* _What to do_
Reproduce every entry below verbatim, omitting the pictures from your answer.

==== Data rows ====

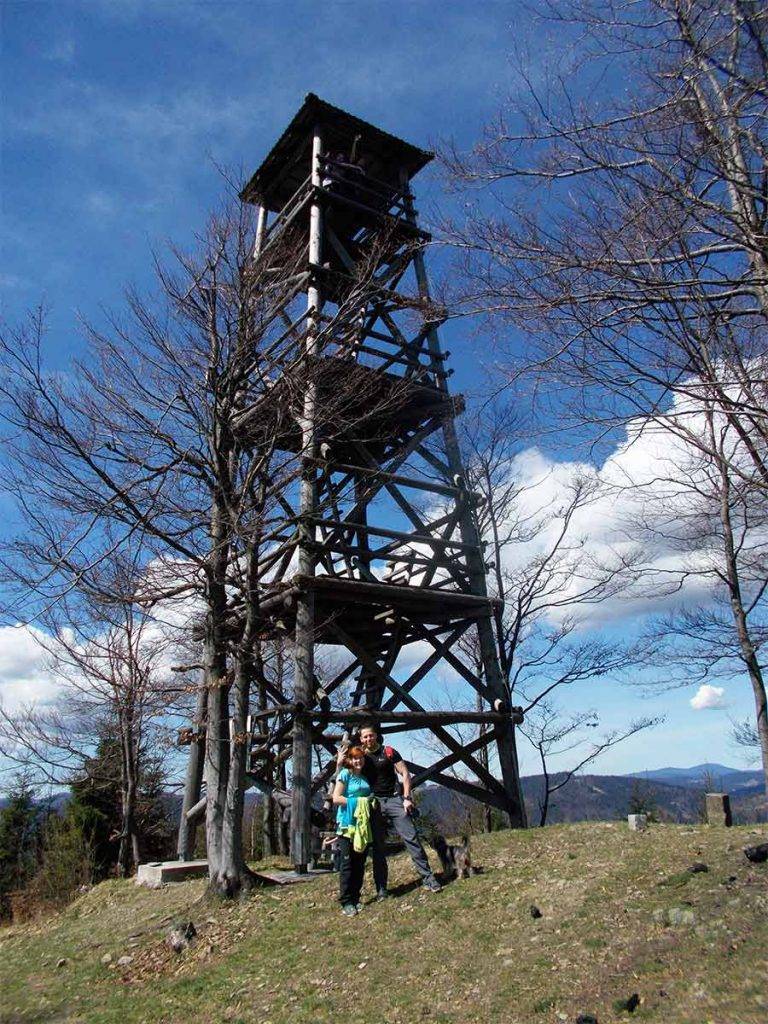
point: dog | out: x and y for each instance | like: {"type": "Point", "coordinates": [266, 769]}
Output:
{"type": "Point", "coordinates": [456, 858]}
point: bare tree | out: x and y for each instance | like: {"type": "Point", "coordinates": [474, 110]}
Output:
{"type": "Point", "coordinates": [641, 282]}
{"type": "Point", "coordinates": [176, 434]}
{"type": "Point", "coordinates": [105, 662]}
{"type": "Point", "coordinates": [544, 577]}
{"type": "Point", "coordinates": [138, 445]}
{"type": "Point", "coordinates": [553, 734]}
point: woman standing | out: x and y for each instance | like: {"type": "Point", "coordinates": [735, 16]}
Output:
{"type": "Point", "coordinates": [352, 825]}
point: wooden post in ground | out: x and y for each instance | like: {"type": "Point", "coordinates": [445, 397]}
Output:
{"type": "Point", "coordinates": [304, 635]}
{"type": "Point", "coordinates": [506, 742]}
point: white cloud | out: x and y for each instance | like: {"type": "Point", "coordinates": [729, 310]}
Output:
{"type": "Point", "coordinates": [709, 697]}
{"type": "Point", "coordinates": [24, 674]}
{"type": "Point", "coordinates": [651, 477]}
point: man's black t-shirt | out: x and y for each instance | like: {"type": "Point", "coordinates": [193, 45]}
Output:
{"type": "Point", "coordinates": [379, 770]}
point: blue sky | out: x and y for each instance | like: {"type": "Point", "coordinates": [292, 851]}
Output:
{"type": "Point", "coordinates": [116, 113]}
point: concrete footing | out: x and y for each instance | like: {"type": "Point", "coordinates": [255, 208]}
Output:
{"type": "Point", "coordinates": [160, 872]}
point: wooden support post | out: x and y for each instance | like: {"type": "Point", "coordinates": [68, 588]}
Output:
{"type": "Point", "coordinates": [304, 636]}
{"type": "Point", "coordinates": [506, 736]}
{"type": "Point", "coordinates": [193, 780]}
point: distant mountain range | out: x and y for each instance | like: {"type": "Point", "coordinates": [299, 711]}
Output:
{"type": "Point", "coordinates": [673, 794]}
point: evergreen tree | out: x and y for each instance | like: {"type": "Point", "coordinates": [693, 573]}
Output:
{"type": "Point", "coordinates": [19, 841]}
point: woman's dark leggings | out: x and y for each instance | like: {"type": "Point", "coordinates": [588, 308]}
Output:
{"type": "Point", "coordinates": [351, 869]}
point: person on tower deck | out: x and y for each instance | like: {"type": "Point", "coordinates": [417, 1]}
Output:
{"type": "Point", "coordinates": [383, 765]}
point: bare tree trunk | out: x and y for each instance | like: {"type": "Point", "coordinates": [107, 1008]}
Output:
{"type": "Point", "coordinates": [217, 732]}
{"type": "Point", "coordinates": [482, 754]}
{"type": "Point", "coordinates": [740, 620]}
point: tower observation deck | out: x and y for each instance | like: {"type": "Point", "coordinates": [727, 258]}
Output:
{"type": "Point", "coordinates": [378, 560]}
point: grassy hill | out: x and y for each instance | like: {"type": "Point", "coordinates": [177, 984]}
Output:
{"type": "Point", "coordinates": [470, 953]}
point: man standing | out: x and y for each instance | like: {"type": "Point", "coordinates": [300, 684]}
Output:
{"type": "Point", "coordinates": [382, 766]}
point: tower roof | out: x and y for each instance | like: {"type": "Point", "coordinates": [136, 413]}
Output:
{"type": "Point", "coordinates": [287, 164]}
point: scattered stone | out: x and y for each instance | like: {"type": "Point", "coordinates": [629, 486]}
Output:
{"type": "Point", "coordinates": [678, 915]}
{"type": "Point", "coordinates": [718, 809]}
{"type": "Point", "coordinates": [628, 1006]}
{"type": "Point", "coordinates": [181, 936]}
{"type": "Point", "coordinates": [698, 867]}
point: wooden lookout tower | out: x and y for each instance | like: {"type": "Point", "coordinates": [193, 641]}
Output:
{"type": "Point", "coordinates": [380, 560]}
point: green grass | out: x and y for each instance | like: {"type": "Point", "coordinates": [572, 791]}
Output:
{"type": "Point", "coordinates": [470, 953]}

====

* _Result_
point: dog | out: x and y for each instance | like: {"type": "Point", "coordinates": [266, 769]}
Output:
{"type": "Point", "coordinates": [456, 858]}
point: bare tree | out: x and y for each instance | like: {"type": "Point", "coordinates": [474, 110]}
Output:
{"type": "Point", "coordinates": [641, 282]}
{"type": "Point", "coordinates": [176, 434]}
{"type": "Point", "coordinates": [105, 662]}
{"type": "Point", "coordinates": [544, 577]}
{"type": "Point", "coordinates": [138, 445]}
{"type": "Point", "coordinates": [553, 734]}
point: woman standing | out: x and y for each instance | like: {"type": "Point", "coordinates": [735, 16]}
Output:
{"type": "Point", "coordinates": [352, 825]}
point: wooden post in ground | out: x and y for each instance | like: {"type": "Point", "coordinates": [445, 397]}
Output:
{"type": "Point", "coordinates": [304, 635]}
{"type": "Point", "coordinates": [506, 742]}
point: white cloud | out: x and y for each instance | like: {"type": "Point", "coordinates": [729, 310]}
Output:
{"type": "Point", "coordinates": [709, 697]}
{"type": "Point", "coordinates": [24, 674]}
{"type": "Point", "coordinates": [651, 477]}
point: man's black t-shirt | out: x and y for each instance | like: {"type": "Point", "coordinates": [193, 45]}
Output:
{"type": "Point", "coordinates": [379, 770]}
point: blue sky | out: x and y for each instance | like: {"type": "Point", "coordinates": [292, 851]}
Output:
{"type": "Point", "coordinates": [116, 113]}
point: concrete footing | out: x and y for each instance | like: {"type": "Point", "coordinates": [255, 208]}
Output:
{"type": "Point", "coordinates": [160, 872]}
point: wooden support post | out: x and y for each instance | like: {"type": "Point", "coordinates": [68, 588]}
Output:
{"type": "Point", "coordinates": [304, 636]}
{"type": "Point", "coordinates": [506, 736]}
{"type": "Point", "coordinates": [193, 780]}
point: distant mountain range | out: x and y for each instance | like: {"type": "Point", "coordinates": [299, 711]}
Output:
{"type": "Point", "coordinates": [673, 794]}
point: evergreen tree | out: x and y for each instance | like: {"type": "Point", "coordinates": [693, 573]}
Output:
{"type": "Point", "coordinates": [19, 841]}
point: woman's dark leggings | out: x and y for each instance | like: {"type": "Point", "coordinates": [588, 308]}
Output:
{"type": "Point", "coordinates": [351, 869]}
point: person on tower deck | out: x and y for each instance | like: {"type": "Point", "coordinates": [417, 1]}
Output:
{"type": "Point", "coordinates": [383, 765]}
point: bare tree trunk | out: x and y for each instance | like: {"type": "Point", "coordinates": [107, 1008]}
Output:
{"type": "Point", "coordinates": [217, 732]}
{"type": "Point", "coordinates": [482, 754]}
{"type": "Point", "coordinates": [740, 620]}
point: tower observation deck | out: x and y for each instance | like: {"type": "Point", "coordinates": [727, 258]}
Output:
{"type": "Point", "coordinates": [378, 560]}
point: grassy hill | out: x and y for each instance | like: {"type": "Point", "coordinates": [177, 984]}
Output:
{"type": "Point", "coordinates": [470, 953]}
point: man standing | out: x and y for each instance | like: {"type": "Point", "coordinates": [300, 684]}
Output:
{"type": "Point", "coordinates": [382, 766]}
point: tower roof | out: x and y for each instance | like: {"type": "Point", "coordinates": [136, 413]}
Output:
{"type": "Point", "coordinates": [287, 164]}
point: scattered stone | out: x and y for each instance | like: {"type": "Point", "coordinates": [629, 486]}
Output:
{"type": "Point", "coordinates": [678, 915]}
{"type": "Point", "coordinates": [718, 809]}
{"type": "Point", "coordinates": [628, 1006]}
{"type": "Point", "coordinates": [181, 936]}
{"type": "Point", "coordinates": [698, 867]}
point: wooden lookout tower | out: x and y for each instance | like: {"type": "Point", "coordinates": [193, 641]}
Output:
{"type": "Point", "coordinates": [380, 560]}
point: green grass | out: x and y for each instance | like: {"type": "Point", "coordinates": [572, 791]}
Output:
{"type": "Point", "coordinates": [470, 953]}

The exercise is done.